Reproduce the data from its first line through the line containing "M 413 325 L", both included, substituting "background" for "foreground" and leaving everything else unchanged.
** BEGIN Provided information **
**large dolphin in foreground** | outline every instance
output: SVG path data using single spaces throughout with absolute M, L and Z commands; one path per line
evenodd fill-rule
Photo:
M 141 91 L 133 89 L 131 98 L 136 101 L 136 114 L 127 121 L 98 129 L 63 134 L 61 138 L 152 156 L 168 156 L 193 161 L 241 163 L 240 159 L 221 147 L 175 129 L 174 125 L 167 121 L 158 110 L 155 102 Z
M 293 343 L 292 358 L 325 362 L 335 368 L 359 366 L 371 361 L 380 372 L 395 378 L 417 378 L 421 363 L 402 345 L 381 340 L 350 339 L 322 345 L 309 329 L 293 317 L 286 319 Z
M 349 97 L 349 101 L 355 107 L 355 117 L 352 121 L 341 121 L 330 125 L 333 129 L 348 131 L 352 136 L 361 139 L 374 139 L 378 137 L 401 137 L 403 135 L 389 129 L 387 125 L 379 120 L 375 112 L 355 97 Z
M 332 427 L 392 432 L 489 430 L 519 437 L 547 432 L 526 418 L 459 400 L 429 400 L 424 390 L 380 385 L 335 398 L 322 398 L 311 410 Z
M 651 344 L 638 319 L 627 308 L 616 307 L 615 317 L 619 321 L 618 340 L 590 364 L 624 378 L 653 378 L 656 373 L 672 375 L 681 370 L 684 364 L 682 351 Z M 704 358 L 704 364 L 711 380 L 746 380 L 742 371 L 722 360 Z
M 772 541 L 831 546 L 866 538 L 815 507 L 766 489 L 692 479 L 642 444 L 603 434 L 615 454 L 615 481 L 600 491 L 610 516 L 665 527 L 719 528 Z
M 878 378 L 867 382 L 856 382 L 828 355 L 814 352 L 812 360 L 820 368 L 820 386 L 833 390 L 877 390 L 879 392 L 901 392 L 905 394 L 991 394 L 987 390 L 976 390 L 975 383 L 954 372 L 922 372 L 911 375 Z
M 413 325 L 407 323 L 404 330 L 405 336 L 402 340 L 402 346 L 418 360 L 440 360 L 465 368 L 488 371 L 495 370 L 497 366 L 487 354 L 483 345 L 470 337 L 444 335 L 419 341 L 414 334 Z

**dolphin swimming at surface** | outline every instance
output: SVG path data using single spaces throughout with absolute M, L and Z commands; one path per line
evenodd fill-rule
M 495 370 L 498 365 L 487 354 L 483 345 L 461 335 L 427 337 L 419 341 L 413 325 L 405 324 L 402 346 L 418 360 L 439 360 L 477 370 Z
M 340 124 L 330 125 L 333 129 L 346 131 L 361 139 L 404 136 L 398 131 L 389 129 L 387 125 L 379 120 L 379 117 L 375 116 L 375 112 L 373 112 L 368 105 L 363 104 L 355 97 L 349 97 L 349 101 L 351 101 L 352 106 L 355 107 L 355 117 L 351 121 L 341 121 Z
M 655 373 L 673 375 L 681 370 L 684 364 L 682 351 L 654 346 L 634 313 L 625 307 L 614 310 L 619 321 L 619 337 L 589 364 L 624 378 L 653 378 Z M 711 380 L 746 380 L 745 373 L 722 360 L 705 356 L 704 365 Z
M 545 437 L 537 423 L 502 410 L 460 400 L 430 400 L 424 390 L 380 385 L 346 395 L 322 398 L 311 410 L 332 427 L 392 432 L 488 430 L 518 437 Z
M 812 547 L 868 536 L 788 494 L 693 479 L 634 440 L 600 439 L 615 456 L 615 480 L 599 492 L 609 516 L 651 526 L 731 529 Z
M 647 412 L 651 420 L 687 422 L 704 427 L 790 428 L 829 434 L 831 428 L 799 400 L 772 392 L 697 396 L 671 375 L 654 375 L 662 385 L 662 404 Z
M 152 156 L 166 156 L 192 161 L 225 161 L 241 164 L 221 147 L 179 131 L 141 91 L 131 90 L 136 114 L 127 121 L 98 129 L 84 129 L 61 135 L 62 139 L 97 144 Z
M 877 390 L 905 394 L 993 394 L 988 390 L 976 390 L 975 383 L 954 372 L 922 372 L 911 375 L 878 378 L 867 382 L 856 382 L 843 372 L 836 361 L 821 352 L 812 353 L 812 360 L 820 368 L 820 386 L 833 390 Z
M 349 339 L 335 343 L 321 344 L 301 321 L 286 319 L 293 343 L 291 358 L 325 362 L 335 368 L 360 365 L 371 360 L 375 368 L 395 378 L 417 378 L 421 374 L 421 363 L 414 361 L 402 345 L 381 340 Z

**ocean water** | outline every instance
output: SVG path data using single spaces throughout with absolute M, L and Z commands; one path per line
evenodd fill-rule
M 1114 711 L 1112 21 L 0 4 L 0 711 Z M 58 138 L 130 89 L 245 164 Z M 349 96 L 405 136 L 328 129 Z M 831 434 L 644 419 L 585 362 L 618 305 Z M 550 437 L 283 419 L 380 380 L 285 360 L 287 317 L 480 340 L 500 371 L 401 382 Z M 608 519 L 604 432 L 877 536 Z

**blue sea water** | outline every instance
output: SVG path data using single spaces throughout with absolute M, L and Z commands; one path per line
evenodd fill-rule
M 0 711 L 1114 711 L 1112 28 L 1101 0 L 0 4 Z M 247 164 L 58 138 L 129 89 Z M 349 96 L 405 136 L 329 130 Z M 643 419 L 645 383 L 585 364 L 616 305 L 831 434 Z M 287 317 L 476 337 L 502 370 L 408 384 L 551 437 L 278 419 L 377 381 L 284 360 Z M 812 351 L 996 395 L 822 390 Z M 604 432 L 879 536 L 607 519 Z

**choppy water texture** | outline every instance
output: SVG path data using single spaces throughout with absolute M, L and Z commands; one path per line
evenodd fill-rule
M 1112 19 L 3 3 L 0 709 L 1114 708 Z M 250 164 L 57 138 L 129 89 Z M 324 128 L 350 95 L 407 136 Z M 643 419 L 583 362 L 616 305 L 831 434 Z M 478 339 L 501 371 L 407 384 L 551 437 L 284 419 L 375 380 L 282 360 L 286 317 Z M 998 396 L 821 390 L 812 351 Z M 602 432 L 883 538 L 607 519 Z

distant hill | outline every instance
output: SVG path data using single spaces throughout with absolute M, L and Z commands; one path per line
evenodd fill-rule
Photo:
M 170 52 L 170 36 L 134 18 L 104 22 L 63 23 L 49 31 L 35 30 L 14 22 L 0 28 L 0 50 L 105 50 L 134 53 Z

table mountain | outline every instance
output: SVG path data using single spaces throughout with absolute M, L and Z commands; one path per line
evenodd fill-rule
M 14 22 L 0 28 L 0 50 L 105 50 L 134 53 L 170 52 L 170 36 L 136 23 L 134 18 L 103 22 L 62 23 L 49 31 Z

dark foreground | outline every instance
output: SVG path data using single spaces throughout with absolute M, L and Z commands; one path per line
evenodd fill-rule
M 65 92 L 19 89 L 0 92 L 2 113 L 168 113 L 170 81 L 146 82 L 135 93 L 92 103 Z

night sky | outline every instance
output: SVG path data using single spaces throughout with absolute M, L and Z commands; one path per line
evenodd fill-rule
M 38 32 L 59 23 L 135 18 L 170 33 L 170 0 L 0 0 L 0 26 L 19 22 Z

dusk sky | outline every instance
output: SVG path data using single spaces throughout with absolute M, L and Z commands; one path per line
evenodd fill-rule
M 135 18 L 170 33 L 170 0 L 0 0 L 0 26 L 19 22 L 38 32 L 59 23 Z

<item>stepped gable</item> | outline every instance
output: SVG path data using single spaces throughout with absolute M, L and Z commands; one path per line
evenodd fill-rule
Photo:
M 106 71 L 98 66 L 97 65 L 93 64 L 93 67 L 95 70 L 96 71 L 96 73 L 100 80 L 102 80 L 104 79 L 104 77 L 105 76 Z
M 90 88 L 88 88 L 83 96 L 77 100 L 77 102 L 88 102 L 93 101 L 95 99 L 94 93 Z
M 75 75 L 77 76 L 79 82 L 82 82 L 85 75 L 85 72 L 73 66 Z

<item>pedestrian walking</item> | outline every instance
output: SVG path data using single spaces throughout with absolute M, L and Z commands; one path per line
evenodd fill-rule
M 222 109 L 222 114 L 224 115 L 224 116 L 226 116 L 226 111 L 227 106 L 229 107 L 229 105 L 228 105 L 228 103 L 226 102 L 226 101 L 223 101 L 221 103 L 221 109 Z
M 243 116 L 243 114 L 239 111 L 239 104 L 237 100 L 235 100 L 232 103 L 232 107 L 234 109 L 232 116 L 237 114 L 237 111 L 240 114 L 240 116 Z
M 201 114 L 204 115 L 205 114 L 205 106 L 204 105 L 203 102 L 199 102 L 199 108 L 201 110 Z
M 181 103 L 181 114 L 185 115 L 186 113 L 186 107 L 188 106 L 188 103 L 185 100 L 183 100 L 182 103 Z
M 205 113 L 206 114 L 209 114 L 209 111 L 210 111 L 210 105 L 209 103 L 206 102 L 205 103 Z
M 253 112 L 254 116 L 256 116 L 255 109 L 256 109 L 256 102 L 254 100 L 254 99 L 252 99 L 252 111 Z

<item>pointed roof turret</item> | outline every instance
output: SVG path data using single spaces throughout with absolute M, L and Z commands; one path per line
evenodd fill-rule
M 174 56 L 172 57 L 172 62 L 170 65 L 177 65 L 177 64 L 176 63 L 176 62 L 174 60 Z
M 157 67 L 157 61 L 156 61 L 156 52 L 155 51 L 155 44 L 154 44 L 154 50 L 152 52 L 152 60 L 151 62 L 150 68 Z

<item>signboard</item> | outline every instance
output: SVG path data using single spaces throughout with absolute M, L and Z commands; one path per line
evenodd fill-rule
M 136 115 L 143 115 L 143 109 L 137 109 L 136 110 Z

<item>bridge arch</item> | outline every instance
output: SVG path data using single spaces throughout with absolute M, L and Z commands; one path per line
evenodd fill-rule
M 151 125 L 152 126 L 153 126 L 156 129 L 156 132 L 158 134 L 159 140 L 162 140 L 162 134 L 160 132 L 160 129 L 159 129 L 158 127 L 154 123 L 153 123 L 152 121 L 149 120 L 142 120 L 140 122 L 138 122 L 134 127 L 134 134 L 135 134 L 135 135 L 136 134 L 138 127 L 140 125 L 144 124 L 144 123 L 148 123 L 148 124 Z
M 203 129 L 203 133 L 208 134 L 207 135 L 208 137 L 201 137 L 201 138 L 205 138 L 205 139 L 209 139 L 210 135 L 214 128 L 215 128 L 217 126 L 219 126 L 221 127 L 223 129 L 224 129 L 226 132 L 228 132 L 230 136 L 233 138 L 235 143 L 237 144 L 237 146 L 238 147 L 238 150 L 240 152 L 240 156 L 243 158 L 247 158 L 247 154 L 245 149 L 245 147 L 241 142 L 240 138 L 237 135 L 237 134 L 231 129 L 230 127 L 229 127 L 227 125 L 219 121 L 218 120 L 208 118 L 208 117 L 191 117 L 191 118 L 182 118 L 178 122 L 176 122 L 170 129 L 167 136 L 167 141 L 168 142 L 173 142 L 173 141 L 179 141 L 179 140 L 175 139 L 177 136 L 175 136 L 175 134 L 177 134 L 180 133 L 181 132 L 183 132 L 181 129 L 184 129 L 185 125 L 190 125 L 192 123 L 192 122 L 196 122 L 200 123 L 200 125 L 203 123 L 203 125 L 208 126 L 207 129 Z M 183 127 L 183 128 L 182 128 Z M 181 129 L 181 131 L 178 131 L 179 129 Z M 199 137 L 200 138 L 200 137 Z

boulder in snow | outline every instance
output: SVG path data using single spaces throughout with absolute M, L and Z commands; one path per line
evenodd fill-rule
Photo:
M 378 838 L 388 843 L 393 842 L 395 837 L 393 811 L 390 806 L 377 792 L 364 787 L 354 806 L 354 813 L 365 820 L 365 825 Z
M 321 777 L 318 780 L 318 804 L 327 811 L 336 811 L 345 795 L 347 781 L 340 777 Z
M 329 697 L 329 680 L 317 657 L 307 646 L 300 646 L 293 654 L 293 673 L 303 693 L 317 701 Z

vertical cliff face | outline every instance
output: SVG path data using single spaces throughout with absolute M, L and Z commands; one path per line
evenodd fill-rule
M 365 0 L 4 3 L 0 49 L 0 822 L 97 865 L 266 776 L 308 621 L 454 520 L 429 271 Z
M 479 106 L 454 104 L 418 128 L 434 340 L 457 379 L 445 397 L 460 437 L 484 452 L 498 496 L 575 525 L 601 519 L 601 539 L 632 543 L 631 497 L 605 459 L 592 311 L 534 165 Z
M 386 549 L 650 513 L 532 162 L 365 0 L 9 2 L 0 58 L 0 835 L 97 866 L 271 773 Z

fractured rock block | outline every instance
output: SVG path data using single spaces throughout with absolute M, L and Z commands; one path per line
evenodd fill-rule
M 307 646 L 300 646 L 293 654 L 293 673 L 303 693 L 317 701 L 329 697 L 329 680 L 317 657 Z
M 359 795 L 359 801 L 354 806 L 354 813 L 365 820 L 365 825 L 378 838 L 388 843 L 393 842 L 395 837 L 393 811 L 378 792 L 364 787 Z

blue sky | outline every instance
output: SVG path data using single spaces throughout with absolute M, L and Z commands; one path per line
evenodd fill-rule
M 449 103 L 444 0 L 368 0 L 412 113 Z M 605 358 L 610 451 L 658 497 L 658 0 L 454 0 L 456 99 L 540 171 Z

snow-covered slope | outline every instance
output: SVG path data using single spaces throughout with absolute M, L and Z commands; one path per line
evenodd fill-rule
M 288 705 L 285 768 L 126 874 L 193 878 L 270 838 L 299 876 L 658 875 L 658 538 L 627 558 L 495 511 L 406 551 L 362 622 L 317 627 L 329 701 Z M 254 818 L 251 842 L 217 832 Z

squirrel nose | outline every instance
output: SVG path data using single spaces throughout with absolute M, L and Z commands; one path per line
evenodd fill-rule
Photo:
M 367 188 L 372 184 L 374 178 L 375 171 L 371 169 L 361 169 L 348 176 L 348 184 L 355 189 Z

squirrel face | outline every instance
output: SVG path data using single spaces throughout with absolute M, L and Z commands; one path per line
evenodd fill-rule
** END Provided information **
Result of this task:
**large dolphin in background** | outline every instance
output: SVG path data using single spaces throughout with absolute M, L and Z commands; one path per line
evenodd fill-rule
Photo:
M 141 91 L 133 89 L 131 98 L 136 101 L 136 114 L 127 121 L 98 129 L 63 134 L 61 138 L 152 156 L 168 156 L 193 161 L 241 163 L 240 159 L 221 147 L 175 129 L 174 125 L 167 121 L 158 110 L 155 102 Z
M 293 343 L 292 358 L 325 362 L 335 368 L 359 366 L 371 361 L 380 372 L 395 378 L 417 378 L 421 363 L 402 345 L 381 340 L 350 339 L 322 345 L 309 329 L 293 317 L 286 319 Z
M 349 97 L 349 101 L 355 107 L 355 117 L 352 121 L 341 121 L 330 125 L 333 129 L 348 131 L 352 136 L 361 139 L 374 139 L 378 137 L 401 137 L 403 135 L 389 129 L 387 125 L 379 120 L 375 112 L 355 97 Z
M 332 427 L 392 432 L 489 430 L 519 437 L 547 432 L 526 418 L 459 400 L 429 400 L 424 390 L 380 385 L 335 398 L 322 398 L 311 410 Z
M 651 344 L 638 319 L 627 308 L 616 307 L 615 317 L 619 321 L 618 340 L 590 364 L 624 378 L 653 378 L 656 373 L 672 375 L 681 370 L 684 364 L 682 351 Z M 704 358 L 704 364 L 711 380 L 746 380 L 742 371 L 722 360 Z
M 772 541 L 831 546 L 866 538 L 815 507 L 766 489 L 692 479 L 642 444 L 603 434 L 615 454 L 615 481 L 600 491 L 610 516 L 665 527 L 719 528 Z
M 878 378 L 867 382 L 856 382 L 828 355 L 814 352 L 812 360 L 820 368 L 820 386 L 833 390 L 877 390 L 879 392 L 901 392 L 905 394 L 991 394 L 987 390 L 976 390 L 975 383 L 954 372 L 922 372 L 911 375 Z
M 413 325 L 407 323 L 404 330 L 405 336 L 402 340 L 402 346 L 418 360 L 440 360 L 465 368 L 488 371 L 495 370 L 497 366 L 487 354 L 483 345 L 470 337 L 444 335 L 419 341 L 414 334 Z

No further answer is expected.